[START OF TEXT SHOWN]
[Bf-cycles] split kernel and CUDA

Fri May 27 16:26:31 CEST 2016

That is weird, ptax reports stack for each of the functions here..

Anyway, got a quick implementation of stackless BVH traversal [1]. It's
currently quite slower (like, 20%), but it totally lacks
closest-child-traversal heuristic, so hopefully by bringing it back we can
compensate for the speed. However, what's much more weird, memory usage
difference is next to nothing here (it's less than 1% even with fully empty
scene).

Would be nice if someone makes additional tests on a higher level cards,
maybe there'll be a difference (i was testing 760 and c2075 so far).

[1] https://developer.blender.org/D2032

On Wed, May 25, 2016 at 10:29 AM, Brecht Van Lommel <
brechtvanlommel at pandora.be> wrote:

> Windows 10, CUDA toolkit 7.5, GTX 960 (sm_52).
>
> For the stack ptxas output, it reports "0 bytes stack frame" for all
> functions expect the entry functions here. For the spills, if you add
> those up it seems to exceed the numbers in the entry function, so I
> guess it does not include all nested functions.
>
> On Wed, May 25, 2016 at 9:17 AM, Sergey Sharybin <sergey.vfx at gmail.com>
> wrote:
> > Brecht, that's a real nice breakdown! Question tho, what OS and GPU you
> > used? I've been playing a bit last night with setting BVH stack stack to
> 4
> > and didn't see measurable difference in neither GPU memory consumption
> nor
> > in compiler output, which is rather weird.
> >
> > Side question: the stats of stack/spills reported by PTex about entry
> > function, does it include all nested function calls or it's only a stats
> of
> > kernel function itself?
[END OF TEXT SHOWN]
**WHAT YOU NEED TO DO:** Please transcribe the mailing list message about the split kernel and CUDA above, word for word and in full.
[START OF RECORDS]
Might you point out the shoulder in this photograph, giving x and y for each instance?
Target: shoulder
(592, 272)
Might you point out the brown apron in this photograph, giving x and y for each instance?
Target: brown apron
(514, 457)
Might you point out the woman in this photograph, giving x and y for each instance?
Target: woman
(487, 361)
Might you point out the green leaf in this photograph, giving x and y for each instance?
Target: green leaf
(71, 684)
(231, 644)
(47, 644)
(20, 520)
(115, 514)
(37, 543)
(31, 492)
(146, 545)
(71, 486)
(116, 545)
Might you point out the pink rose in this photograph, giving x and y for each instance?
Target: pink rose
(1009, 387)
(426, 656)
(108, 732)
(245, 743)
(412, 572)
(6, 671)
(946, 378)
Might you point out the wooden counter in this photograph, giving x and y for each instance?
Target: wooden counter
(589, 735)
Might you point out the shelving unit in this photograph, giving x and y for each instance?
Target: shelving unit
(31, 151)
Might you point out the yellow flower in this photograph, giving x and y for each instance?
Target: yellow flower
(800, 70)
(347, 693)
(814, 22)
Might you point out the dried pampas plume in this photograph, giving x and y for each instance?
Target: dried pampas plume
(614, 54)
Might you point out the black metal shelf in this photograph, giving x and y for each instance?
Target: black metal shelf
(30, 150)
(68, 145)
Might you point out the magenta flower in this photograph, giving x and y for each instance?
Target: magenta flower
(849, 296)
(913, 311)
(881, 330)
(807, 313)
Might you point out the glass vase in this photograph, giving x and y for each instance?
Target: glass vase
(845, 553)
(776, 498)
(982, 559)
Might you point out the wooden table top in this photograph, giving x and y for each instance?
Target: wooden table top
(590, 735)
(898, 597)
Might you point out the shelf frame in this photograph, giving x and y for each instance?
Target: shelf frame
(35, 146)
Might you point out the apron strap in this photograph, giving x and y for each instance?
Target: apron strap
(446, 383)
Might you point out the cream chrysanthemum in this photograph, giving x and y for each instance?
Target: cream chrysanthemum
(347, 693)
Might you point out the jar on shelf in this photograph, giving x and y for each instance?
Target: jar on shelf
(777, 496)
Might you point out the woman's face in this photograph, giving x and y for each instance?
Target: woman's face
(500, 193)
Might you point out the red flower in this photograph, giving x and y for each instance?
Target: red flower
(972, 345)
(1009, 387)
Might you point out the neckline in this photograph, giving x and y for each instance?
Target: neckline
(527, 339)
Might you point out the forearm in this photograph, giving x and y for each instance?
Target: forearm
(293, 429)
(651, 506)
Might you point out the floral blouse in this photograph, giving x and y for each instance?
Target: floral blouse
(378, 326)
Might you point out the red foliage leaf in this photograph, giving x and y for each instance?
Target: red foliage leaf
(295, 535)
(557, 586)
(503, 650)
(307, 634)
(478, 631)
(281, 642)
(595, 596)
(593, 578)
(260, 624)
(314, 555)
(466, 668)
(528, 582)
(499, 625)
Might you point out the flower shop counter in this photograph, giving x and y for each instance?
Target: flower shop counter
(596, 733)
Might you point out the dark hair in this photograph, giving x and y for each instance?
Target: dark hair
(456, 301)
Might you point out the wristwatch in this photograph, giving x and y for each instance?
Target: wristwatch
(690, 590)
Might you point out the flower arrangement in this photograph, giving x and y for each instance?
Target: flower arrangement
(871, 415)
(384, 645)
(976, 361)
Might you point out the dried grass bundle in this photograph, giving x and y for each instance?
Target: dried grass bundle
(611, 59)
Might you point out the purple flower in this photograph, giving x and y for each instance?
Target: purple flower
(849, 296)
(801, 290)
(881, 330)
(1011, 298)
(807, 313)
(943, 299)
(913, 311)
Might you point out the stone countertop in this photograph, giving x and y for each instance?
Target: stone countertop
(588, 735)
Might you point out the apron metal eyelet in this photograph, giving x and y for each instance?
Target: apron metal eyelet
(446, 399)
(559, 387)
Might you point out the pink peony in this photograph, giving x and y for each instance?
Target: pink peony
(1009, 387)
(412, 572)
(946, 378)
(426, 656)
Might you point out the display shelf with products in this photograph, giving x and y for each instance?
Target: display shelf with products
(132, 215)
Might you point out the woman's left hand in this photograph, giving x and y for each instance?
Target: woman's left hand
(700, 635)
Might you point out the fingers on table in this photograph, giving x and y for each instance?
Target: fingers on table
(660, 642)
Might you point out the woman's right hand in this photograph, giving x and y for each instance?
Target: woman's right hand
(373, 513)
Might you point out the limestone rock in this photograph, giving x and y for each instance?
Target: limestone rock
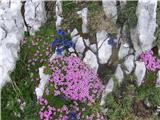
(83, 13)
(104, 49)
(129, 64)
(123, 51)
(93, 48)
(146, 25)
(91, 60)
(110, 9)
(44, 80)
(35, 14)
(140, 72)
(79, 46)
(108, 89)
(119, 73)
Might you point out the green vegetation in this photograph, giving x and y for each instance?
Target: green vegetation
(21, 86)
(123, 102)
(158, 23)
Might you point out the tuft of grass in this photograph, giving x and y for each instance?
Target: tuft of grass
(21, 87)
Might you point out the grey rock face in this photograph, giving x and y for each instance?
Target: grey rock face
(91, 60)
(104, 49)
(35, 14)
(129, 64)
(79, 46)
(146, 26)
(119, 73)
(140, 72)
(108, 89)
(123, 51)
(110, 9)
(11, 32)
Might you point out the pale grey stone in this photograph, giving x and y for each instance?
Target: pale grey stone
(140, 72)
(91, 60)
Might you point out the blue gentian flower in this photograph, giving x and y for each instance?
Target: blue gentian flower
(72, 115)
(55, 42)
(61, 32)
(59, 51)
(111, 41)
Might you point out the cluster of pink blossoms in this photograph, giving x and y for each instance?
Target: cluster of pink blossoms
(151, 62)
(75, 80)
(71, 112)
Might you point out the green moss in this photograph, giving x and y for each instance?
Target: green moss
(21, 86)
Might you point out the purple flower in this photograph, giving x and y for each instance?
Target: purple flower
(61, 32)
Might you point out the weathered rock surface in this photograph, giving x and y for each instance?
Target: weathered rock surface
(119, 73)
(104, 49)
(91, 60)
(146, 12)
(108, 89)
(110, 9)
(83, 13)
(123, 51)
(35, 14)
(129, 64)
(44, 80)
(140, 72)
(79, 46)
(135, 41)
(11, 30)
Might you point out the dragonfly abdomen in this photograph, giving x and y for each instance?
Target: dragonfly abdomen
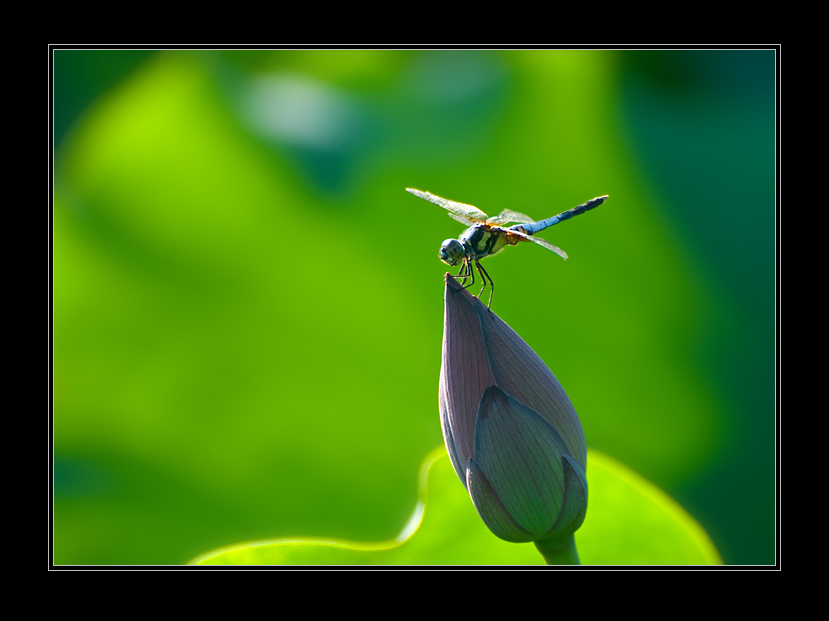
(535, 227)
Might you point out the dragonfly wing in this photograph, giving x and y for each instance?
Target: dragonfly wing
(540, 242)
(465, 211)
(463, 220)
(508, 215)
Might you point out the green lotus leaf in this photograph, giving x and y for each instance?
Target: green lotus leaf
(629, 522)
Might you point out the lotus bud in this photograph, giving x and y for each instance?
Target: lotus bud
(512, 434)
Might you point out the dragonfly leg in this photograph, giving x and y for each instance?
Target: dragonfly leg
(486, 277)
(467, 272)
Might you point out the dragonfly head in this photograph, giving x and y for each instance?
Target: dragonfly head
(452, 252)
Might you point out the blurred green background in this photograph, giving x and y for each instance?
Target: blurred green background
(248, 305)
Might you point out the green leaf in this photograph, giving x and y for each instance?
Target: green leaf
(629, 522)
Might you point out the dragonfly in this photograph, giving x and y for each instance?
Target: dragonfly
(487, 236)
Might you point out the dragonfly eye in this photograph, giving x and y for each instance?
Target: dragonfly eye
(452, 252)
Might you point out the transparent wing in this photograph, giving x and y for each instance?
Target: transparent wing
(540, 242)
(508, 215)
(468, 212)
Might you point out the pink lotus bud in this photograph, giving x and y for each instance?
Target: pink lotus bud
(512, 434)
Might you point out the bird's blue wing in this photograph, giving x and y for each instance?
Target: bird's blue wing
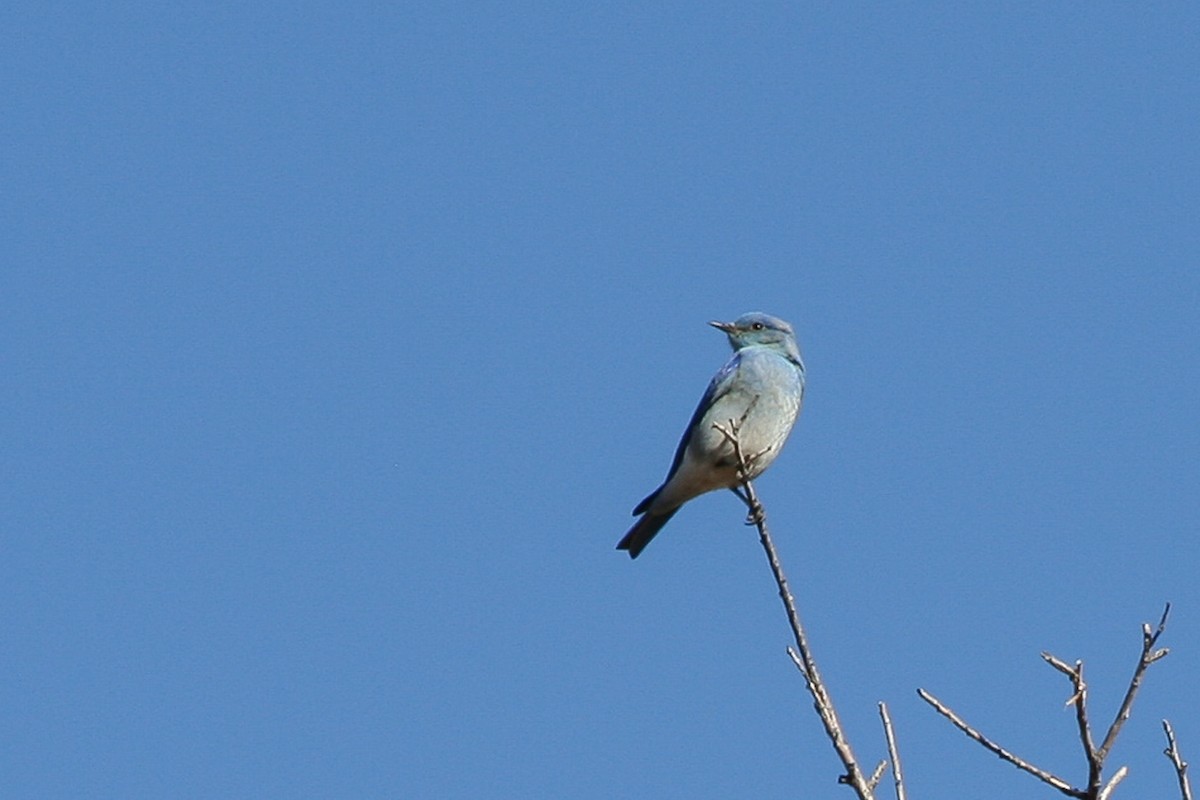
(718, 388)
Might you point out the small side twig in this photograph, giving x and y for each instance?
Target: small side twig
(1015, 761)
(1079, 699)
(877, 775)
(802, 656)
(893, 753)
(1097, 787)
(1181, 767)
[END OF RECORDS]
[START OF RECORDS]
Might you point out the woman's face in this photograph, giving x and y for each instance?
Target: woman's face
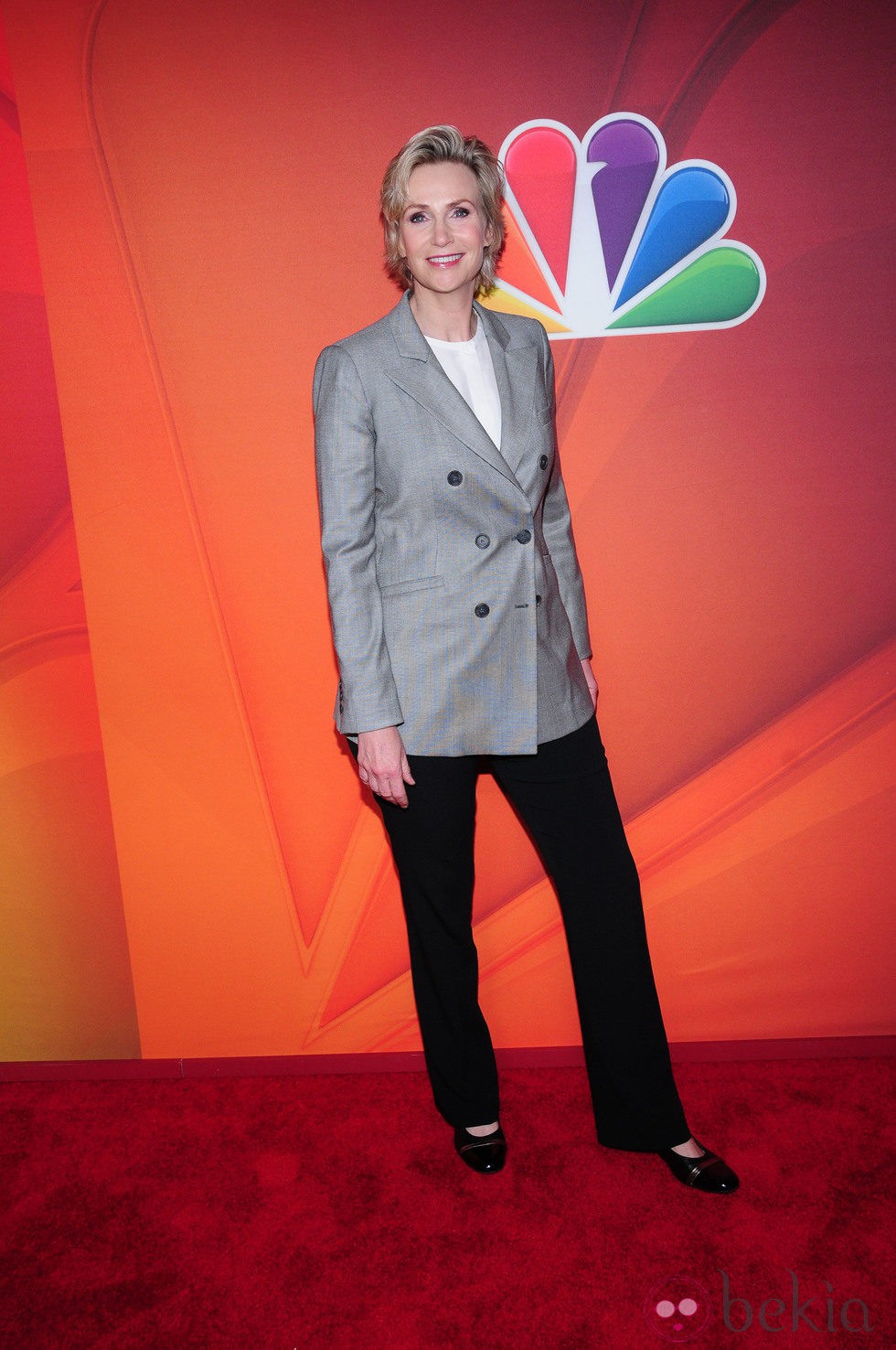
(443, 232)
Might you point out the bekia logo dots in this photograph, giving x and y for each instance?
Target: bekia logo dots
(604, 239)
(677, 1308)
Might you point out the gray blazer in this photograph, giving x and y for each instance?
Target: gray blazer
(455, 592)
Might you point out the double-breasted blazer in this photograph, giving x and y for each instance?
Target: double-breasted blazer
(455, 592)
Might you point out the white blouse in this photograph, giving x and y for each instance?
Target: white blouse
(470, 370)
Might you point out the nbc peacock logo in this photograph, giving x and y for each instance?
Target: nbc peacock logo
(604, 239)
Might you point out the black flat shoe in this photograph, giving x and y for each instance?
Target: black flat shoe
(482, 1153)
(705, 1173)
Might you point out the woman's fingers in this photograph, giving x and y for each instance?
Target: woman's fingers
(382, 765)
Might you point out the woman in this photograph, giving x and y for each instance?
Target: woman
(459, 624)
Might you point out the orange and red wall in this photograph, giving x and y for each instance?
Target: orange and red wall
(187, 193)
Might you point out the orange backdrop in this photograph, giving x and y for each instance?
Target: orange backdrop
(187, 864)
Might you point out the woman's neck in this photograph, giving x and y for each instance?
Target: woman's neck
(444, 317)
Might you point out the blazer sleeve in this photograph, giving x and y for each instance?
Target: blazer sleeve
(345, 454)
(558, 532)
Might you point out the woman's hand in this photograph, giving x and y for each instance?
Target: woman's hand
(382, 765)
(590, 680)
[END OF RECORDS]
[START OF RECORDS]
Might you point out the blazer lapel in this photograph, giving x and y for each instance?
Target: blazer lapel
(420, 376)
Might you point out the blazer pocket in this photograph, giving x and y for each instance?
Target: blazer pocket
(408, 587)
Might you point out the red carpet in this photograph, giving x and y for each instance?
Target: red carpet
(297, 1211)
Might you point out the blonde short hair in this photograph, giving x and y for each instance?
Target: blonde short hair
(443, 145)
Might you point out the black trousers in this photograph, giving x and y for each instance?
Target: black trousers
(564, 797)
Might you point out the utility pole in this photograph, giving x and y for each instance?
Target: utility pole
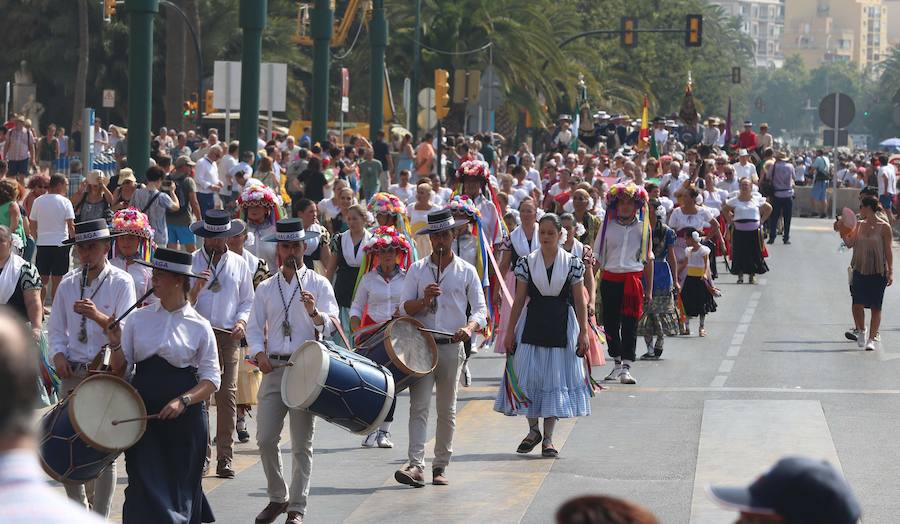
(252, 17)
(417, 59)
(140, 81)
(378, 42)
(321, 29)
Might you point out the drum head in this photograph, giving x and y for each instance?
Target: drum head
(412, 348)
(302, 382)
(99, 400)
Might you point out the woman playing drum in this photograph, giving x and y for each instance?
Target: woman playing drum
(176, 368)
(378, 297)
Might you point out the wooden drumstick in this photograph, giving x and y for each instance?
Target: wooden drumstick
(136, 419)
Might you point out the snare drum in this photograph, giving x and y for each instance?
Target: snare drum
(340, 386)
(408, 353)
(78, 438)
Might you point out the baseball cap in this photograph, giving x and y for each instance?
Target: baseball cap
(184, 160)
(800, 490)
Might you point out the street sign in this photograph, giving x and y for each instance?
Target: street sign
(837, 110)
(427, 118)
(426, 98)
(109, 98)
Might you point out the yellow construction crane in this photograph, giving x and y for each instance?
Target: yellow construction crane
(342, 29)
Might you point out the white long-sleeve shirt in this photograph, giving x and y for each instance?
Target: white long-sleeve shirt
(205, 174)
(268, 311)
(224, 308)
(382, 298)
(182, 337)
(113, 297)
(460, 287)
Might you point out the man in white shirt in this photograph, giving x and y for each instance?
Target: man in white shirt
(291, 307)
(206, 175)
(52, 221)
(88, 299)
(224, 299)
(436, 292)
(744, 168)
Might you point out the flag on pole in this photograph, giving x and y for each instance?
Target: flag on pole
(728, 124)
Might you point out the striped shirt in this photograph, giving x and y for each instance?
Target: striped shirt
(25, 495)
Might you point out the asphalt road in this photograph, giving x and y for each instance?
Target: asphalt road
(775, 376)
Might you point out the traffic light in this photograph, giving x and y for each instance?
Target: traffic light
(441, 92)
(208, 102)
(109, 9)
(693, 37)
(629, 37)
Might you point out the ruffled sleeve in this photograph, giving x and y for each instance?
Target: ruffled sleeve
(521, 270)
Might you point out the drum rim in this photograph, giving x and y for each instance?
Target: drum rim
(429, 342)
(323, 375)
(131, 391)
[END OF RECORDS]
**SOLVED EXERCISE:**
[Bf-cycles] split kernel and CUDA

Fri May 27 16:26:31 CEST 2016

That is weird, ptax reports stack for each of the functions here..

Anyway, got a quick implementation of stackless BVH traversal [1]. It's
currently quite slower (like, 20%), but it totally lacks
closest-child-traversal heuristic, so hopefully by bringing it back we can
compensate for the speed. However, what's much more weird, memory usage
difference is next to nothing here (it's less than 1% even with fully empty
scene).

Would be nice if someone makes additional tests on a higher level cards,
maybe there'll be a difference (i was testing 760 and c2075 so far).

[1] https://developer.blender.org/D2032

On Wed, May 25, 2016 at 10:29 AM, Brecht Van Lommel <
brechtvanlommel at pandora.be> wrote:

> Windows 10, CUDA toolkit 7.5, GTX 960 (sm_52).
>
> For the stack ptxas output, it reports "0 bytes stack frame" for all
> functions expect the entry functions here. For the spills, if you add
> those up it seems to exceed the numbers in the entry function, so I
> guess it does not include all nested functions.
>
> On Wed, May 25, 2016 at 9:17 AM, Sergey Sharybin <sergey.vfx at gmail.com>
> wrote:
> > Brecht, that's a real nice breakdown! Question tho, what OS and GPU you
> > used? I've been playing a bit last night with setting BVH stack stack to
> 4
> > and didn't see measurable difference in neither GPU memory consumption
> nor
> > in compiler output, which is rather weird.
> >
> > Side question: the stats of stack/spills reported by PTex about entry
> > function, does it include all nested function calls or it's only a stats
> of
> > kernel function itself?